== Given information
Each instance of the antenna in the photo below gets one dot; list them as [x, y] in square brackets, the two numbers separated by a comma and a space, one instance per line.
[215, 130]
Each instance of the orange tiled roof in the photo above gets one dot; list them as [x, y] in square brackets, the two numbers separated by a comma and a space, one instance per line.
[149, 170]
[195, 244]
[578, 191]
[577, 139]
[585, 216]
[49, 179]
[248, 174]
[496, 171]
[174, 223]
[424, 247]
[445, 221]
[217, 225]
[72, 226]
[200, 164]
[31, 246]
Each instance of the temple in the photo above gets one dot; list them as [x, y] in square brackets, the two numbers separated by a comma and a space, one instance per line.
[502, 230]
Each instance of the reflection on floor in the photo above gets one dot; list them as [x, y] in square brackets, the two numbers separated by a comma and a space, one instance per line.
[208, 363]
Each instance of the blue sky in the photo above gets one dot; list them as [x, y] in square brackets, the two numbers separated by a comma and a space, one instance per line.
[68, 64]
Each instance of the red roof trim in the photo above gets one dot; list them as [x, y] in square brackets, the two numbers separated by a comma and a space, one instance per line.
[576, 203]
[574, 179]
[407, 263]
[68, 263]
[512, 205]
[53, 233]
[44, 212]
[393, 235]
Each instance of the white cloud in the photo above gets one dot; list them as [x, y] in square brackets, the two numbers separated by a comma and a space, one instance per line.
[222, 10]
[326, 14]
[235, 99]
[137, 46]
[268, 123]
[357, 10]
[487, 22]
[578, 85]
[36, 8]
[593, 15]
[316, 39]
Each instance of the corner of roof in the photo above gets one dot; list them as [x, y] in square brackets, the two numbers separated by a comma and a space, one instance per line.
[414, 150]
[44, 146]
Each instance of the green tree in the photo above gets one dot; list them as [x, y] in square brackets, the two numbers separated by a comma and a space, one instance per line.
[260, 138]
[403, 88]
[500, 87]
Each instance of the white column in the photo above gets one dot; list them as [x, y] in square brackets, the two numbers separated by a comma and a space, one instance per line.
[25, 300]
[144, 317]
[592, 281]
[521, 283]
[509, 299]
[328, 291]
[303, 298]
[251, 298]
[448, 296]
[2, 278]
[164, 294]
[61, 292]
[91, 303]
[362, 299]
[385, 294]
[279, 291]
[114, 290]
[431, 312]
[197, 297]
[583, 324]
====
## What is required
The records above need to be retyped in full, exactly as given.

## Finished task
Each instance of the antenna in the photo below gets one dot; list them as [x, y] in square brackets, the two numbers separated by a comma and a space, one instance per line.
[215, 130]
Each instance of the orange tiled roof in the photo above gets one dot; list them as [x, y] in square brackets, the two numbers separated by a comma and a space, one instance per line.
[149, 170]
[195, 244]
[578, 191]
[577, 139]
[585, 216]
[49, 179]
[248, 174]
[496, 171]
[174, 223]
[424, 247]
[445, 221]
[217, 225]
[72, 226]
[200, 164]
[31, 246]
Each instance of the temple in the photo above gets one dot; list them as [x, y] in square brackets, the two numbers separated by a comma and a space, one instance per line.
[502, 230]
Each instance of the reflection on floor in the photo above gets one dot; list them as [x, y] in square brackets, the two numbers separated by a comma and a space, one instance per line.
[208, 363]
Each instance of the blue sky in the photo above gets one dot; list them as [x, y] in square brackets, the two numbers separated by a comma and a space, one instance per line.
[68, 64]
Each instance of the red roof trim in the photo above gets one dot; list them as [x, y] in square brackets, the two numbers separated by a comma and a space, one instance per line.
[576, 203]
[574, 179]
[407, 263]
[68, 263]
[512, 205]
[53, 233]
[44, 212]
[393, 235]
Each instance of the white cloud in the photo above gets one dot; list them as [x, y] in square brackets, the two numbers separated by a comma and a space, one instance per line.
[222, 10]
[326, 14]
[235, 99]
[137, 46]
[268, 123]
[357, 10]
[487, 22]
[578, 85]
[36, 8]
[593, 15]
[316, 39]
Each instance of the corner of roof in the photo above gets one dot; list them as [x, y] in square brackets, the two numbers separated by a comma and a space, one instance per line.
[414, 150]
[44, 146]
Each instance of the green tree in the photo above gets one dot; list them as [x, y] in square brackets, the two numbers separated by a comma and a space, one instance per line.
[260, 138]
[403, 88]
[500, 87]
Each instance of the white column in the photo above gets one dot; list them as [x, y] in square brackets, the two numbers separated by a comma and a space, one instance per line.
[25, 300]
[144, 317]
[592, 281]
[521, 283]
[509, 299]
[328, 291]
[303, 298]
[251, 298]
[448, 296]
[2, 278]
[164, 294]
[61, 292]
[91, 303]
[362, 299]
[385, 294]
[279, 291]
[114, 290]
[431, 312]
[197, 297]
[583, 324]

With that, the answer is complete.